What to do: Could you copy out all of the records below exactly, leaving out every picture?

Supplied material:
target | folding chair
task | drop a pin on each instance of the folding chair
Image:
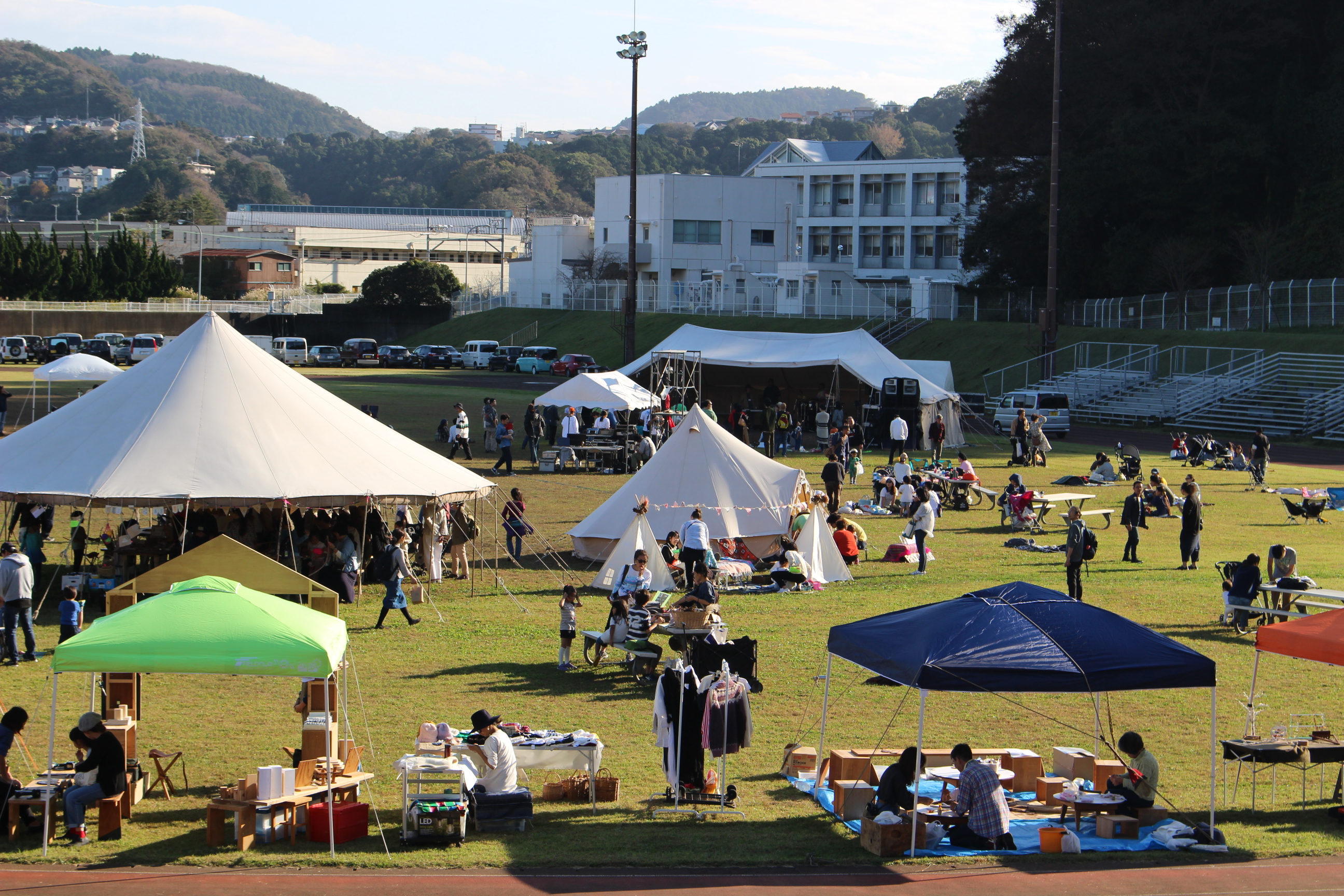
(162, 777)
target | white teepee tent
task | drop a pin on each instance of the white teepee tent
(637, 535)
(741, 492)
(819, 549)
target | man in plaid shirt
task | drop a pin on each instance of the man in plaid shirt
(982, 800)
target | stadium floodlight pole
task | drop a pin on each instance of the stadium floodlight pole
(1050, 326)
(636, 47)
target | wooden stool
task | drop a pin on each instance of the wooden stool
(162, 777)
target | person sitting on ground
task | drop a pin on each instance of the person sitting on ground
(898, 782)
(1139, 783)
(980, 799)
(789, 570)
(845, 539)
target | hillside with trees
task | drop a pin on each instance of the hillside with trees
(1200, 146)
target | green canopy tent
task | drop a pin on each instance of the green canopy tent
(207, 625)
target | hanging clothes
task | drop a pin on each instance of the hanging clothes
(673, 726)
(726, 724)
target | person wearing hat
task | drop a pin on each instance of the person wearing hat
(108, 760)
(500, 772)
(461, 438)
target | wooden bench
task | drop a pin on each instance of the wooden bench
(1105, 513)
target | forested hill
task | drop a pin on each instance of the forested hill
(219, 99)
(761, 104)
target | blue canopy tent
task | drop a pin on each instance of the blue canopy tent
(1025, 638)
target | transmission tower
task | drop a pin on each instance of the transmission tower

Response area:
target | folding chair
task | drop a pin on each instance of the folding chair
Image:
(162, 777)
target | white teepee tent
task | drop a pin on each instance of the white teepee tent
(637, 535)
(741, 492)
(819, 549)
target | man in plaid shirt
task | drop a pin on each instance of the man in plaid shirt
(982, 800)
target | stadium floodlight pole
task | drop a pin on each instance of the stadium floodlight pole
(1050, 326)
(636, 47)
target | wooden stool
task | drop a pin on each instance of the wooden stool
(162, 777)
target | person sitting on ground
task | drop a pin on each instance of the person sitting on ground
(898, 782)
(1139, 783)
(980, 799)
(789, 570)
(845, 539)
target | hillside with trees
task | drop a pin on each instance of the hillside with trees
(1200, 146)
target | green canopy tent
task | drop a pin on each instance of the green canopy tent
(207, 625)
target | hanging clothes
task | drop a pin on each instance of the hanging clothes
(673, 726)
(726, 724)
target | person wearing hat
task | drop a pin on each instance of the person wearing hat
(108, 760)
(500, 772)
(461, 438)
target | wooden bench
task | drop a pin on each instance of the wooden bench
(1105, 513)
target | forested hill
task | drop a pin on each instance of the forested hill
(219, 99)
(761, 104)
target | blue canopy tent
task | drop a pin on each instance of the blue canopy tent
(1025, 638)
target | transmission tower
task | drop a pin on each instance of the transmission tower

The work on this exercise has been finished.